— start of DATASET ROWS —

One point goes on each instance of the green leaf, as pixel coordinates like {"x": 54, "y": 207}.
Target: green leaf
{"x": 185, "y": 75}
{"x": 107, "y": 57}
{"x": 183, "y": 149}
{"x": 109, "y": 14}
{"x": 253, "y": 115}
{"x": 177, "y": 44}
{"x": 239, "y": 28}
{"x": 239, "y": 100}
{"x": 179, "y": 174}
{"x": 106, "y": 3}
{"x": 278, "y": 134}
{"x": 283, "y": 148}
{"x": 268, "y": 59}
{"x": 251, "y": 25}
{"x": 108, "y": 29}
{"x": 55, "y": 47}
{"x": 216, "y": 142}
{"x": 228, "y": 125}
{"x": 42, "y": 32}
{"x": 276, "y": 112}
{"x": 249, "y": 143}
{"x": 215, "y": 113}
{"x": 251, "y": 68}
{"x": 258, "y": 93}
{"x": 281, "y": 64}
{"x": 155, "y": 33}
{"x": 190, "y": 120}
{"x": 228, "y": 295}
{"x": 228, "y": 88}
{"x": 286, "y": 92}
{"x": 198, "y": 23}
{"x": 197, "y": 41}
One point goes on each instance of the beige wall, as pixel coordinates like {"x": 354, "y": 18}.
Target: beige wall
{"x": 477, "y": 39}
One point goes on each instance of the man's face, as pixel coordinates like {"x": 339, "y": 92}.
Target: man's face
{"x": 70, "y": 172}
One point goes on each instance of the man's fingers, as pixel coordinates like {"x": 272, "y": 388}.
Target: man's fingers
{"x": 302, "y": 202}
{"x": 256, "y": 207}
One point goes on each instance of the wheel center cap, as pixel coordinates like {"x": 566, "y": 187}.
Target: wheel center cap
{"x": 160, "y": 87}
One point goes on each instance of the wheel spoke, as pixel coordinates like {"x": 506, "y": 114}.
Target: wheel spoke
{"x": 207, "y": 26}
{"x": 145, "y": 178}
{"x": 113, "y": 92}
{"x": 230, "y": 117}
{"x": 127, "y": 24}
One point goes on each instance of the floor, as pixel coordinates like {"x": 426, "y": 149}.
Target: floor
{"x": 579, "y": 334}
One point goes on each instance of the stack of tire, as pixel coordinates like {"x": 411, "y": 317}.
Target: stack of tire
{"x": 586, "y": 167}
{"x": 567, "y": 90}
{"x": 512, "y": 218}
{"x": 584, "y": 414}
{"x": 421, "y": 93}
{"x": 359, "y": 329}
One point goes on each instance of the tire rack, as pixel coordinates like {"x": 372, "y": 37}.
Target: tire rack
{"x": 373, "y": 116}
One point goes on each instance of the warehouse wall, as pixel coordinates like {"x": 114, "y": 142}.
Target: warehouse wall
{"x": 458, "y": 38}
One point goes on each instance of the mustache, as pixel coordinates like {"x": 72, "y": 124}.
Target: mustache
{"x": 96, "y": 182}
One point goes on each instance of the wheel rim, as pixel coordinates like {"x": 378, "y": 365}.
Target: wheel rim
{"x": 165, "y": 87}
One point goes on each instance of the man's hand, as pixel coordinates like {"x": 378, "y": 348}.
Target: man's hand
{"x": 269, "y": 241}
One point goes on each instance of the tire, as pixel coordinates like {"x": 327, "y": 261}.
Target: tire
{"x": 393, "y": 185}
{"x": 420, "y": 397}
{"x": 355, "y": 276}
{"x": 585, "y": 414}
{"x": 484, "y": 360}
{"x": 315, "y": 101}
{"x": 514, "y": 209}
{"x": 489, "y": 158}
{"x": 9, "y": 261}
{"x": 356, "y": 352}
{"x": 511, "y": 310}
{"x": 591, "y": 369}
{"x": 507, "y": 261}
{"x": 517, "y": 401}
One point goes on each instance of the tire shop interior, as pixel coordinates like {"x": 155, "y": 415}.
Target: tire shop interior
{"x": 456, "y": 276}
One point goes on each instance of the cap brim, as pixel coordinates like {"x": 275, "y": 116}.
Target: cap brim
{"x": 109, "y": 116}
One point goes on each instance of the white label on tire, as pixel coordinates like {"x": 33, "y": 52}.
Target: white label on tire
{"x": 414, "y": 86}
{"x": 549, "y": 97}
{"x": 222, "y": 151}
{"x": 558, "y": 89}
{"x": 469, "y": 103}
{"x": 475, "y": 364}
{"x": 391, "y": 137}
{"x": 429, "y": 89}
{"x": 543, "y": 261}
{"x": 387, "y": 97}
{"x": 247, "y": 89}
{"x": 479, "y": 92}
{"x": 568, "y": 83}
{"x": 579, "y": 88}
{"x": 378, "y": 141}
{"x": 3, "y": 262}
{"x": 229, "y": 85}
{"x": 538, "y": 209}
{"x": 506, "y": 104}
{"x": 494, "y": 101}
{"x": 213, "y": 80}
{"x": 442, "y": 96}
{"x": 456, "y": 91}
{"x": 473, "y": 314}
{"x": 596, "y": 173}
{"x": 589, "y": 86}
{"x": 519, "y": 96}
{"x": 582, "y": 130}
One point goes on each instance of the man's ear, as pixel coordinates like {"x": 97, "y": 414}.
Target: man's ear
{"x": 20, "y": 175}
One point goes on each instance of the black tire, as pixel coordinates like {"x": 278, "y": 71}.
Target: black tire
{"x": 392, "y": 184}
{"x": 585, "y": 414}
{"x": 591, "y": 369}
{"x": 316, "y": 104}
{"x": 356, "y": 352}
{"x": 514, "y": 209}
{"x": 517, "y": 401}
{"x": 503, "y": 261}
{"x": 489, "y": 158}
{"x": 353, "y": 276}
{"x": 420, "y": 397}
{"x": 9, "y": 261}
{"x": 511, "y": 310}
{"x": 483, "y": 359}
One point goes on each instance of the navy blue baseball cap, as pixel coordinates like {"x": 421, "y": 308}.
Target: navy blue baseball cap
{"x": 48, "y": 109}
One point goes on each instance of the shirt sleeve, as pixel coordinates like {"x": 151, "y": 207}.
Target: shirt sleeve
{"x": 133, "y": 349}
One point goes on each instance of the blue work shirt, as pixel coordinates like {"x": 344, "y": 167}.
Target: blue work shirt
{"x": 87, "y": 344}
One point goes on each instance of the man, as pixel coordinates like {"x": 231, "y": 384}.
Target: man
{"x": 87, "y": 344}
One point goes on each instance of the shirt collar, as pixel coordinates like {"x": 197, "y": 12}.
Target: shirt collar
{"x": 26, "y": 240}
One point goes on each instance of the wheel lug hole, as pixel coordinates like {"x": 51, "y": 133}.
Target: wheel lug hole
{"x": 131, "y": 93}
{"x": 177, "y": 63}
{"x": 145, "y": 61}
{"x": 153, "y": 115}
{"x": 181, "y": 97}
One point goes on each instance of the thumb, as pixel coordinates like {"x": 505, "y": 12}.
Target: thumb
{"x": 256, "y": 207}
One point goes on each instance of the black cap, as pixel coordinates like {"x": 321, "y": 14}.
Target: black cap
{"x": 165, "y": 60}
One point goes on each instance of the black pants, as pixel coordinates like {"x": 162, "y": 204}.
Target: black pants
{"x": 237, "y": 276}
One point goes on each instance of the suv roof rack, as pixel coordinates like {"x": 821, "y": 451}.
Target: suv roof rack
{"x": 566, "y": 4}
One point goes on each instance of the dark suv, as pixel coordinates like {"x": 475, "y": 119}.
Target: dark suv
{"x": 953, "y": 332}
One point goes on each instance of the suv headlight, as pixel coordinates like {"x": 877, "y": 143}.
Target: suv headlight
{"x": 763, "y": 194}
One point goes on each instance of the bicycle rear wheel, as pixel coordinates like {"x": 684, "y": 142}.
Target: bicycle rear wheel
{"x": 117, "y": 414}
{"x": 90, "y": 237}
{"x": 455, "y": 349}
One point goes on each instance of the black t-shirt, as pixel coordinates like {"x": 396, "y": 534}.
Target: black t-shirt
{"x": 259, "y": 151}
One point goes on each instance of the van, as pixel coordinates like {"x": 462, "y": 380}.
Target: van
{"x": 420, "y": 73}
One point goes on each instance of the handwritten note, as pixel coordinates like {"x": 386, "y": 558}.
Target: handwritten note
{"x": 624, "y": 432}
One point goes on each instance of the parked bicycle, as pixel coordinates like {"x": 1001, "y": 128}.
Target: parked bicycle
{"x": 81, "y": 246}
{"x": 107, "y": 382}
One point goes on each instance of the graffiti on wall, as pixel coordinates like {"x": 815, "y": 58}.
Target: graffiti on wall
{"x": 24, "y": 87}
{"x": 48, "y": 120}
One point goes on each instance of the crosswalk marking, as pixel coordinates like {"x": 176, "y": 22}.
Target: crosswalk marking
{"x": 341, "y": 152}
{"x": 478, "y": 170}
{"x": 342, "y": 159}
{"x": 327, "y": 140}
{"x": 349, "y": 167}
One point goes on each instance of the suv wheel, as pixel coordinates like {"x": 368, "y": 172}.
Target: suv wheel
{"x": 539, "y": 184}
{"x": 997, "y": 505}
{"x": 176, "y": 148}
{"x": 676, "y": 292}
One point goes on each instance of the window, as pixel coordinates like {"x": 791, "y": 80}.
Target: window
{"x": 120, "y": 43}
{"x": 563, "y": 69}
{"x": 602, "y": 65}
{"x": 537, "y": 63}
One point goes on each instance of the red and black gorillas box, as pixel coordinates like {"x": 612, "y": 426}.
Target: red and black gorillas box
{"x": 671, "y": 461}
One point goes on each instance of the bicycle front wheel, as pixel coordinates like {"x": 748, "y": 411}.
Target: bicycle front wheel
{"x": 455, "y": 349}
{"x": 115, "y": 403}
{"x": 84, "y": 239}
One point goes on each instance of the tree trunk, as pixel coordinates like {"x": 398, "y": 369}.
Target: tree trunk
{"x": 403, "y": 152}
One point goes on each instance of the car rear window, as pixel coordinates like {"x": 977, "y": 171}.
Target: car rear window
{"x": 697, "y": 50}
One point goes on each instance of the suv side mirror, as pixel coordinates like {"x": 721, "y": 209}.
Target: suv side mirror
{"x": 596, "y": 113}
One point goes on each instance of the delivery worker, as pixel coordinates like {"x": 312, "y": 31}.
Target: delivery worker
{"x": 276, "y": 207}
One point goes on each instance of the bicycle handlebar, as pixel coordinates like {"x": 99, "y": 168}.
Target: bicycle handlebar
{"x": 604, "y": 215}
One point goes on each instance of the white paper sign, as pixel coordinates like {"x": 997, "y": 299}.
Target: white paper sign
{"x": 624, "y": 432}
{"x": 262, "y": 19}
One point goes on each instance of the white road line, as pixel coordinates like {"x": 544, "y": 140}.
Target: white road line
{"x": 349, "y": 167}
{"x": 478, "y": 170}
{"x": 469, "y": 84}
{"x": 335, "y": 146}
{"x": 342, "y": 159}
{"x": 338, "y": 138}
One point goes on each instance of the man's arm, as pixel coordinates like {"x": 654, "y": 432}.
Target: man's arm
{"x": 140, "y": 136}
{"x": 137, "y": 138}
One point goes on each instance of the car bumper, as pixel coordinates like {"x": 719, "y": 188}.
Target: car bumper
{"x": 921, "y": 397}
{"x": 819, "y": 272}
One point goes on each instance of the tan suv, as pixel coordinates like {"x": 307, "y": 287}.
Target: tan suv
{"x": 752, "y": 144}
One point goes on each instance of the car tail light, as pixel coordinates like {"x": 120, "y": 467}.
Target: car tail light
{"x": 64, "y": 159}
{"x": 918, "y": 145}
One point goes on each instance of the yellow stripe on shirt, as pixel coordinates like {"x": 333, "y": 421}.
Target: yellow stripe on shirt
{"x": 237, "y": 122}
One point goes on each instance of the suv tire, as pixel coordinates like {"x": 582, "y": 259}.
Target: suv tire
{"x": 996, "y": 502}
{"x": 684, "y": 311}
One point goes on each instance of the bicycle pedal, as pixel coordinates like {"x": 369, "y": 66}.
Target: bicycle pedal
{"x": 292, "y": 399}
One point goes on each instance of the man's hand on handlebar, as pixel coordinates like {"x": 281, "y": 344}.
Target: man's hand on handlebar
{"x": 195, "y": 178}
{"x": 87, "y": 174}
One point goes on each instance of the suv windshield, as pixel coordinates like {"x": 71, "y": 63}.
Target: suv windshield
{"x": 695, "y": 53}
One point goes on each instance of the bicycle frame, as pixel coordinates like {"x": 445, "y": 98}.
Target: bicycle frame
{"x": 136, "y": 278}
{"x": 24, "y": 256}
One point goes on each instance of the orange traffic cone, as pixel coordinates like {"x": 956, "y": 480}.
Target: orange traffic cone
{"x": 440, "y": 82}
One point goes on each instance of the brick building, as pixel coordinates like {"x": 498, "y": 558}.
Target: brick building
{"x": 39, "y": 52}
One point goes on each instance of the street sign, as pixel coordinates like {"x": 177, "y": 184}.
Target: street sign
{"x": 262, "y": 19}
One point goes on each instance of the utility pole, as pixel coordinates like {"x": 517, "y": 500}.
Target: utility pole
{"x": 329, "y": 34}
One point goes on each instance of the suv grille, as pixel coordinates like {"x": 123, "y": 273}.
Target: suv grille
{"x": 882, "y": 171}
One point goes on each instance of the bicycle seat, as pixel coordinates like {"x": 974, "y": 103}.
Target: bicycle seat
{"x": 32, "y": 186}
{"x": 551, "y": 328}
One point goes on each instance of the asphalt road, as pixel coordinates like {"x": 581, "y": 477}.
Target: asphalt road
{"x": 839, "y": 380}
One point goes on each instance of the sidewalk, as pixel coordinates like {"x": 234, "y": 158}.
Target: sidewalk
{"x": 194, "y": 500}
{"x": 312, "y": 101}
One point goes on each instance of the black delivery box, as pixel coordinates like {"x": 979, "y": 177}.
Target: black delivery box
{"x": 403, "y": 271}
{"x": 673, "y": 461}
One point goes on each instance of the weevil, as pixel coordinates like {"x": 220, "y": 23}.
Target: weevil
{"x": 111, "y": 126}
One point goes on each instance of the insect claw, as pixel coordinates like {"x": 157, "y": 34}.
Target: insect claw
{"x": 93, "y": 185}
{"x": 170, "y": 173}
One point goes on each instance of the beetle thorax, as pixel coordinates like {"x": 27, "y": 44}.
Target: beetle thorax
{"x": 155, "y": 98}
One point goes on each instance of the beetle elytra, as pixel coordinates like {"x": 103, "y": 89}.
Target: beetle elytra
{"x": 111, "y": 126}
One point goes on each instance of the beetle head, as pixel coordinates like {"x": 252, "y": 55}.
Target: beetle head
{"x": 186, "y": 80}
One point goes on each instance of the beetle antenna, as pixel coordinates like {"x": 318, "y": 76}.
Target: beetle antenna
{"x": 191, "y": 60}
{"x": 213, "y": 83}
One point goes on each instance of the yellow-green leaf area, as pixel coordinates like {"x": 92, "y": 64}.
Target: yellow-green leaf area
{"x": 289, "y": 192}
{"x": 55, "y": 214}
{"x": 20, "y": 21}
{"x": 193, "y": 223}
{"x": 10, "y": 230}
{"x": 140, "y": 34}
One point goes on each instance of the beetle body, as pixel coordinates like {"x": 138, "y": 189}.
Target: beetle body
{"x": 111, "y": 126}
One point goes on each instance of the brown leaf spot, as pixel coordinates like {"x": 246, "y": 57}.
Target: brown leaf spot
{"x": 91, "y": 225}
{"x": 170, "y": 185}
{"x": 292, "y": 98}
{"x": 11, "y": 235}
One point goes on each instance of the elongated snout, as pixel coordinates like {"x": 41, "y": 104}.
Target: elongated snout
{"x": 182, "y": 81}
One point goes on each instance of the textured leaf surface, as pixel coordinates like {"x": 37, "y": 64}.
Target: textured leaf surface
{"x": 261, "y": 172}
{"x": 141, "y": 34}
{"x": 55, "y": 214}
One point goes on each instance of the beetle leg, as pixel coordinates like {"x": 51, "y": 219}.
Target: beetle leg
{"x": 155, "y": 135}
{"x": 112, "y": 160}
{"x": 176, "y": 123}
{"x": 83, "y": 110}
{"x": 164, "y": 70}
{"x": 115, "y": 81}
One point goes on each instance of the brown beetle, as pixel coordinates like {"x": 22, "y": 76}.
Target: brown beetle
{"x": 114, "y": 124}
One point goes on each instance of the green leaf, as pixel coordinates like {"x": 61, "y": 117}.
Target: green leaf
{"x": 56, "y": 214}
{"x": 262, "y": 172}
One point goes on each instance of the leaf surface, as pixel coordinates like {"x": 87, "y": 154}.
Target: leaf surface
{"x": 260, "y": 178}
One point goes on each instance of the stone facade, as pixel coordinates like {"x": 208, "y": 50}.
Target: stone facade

— end of DATASET ROWS —

▸ **WORK INSTRUCTIONS**
All lines from the one that contains "One point goes on each instance of the beetle elytra, as" through the end of the material are to be quoted exactly, with both ends included.

▸ **COMPLETED TASK**
One point goes on each instance of the beetle elytra, as pixel coordinates like {"x": 103, "y": 89}.
Target: beetle elytra
{"x": 111, "y": 126}
One point goes on each instance of the beetle head, as pixel coordinates like {"x": 252, "y": 55}.
Target: beetle head
{"x": 186, "y": 80}
One point goes on each instance of the beetle antenna, as pixel coordinates like {"x": 318, "y": 76}.
Target: beetle antenna
{"x": 191, "y": 60}
{"x": 213, "y": 83}
One point goes on each instance of the yellow-green leaf area, as pixel coordinates like {"x": 92, "y": 64}.
Target: yellow-green leaf area
{"x": 289, "y": 192}
{"x": 55, "y": 214}
{"x": 20, "y": 21}
{"x": 193, "y": 223}
{"x": 10, "y": 230}
{"x": 140, "y": 34}
One point goes on each instance of the beetle body, as pixel coordinates like {"x": 138, "y": 189}.
Target: beetle body
{"x": 111, "y": 126}
One point goes on each instance of the brown leaf spot, as pixel coordinates like {"x": 246, "y": 57}.
Target: brown leaf spot
{"x": 91, "y": 225}
{"x": 170, "y": 185}
{"x": 292, "y": 98}
{"x": 11, "y": 235}
One point goes on each instance of the elongated snout, as pixel coordinates like {"x": 41, "y": 104}.
Target: elongated snout
{"x": 182, "y": 81}
One point goes on each instance of the textured leaf surface, as pixel coordinates like {"x": 37, "y": 64}.
Target: textured leaf surface
{"x": 261, "y": 172}
{"x": 141, "y": 34}
{"x": 55, "y": 214}
One point goes on each instance of the beetle leg, as pixel coordinates like {"x": 51, "y": 219}.
Target: beetle leg
{"x": 155, "y": 135}
{"x": 112, "y": 160}
{"x": 176, "y": 123}
{"x": 83, "y": 110}
{"x": 164, "y": 70}
{"x": 115, "y": 81}
One point goes on each instance of the brown beetle, as pixel coordinates like {"x": 22, "y": 76}.
Target: brown beetle
{"x": 114, "y": 124}
One point goes on each instance of the green leaf, as pixel coordinates like {"x": 61, "y": 117}.
Target: green leaf
{"x": 56, "y": 214}
{"x": 262, "y": 172}
One point goes on each instance of the leaf surface, as pixel coordinates like {"x": 87, "y": 154}.
Target: leaf surface
{"x": 260, "y": 178}
One point goes on each instance of the stone facade, as pixel coordinates like {"x": 208, "y": 50}.
Target: stone facade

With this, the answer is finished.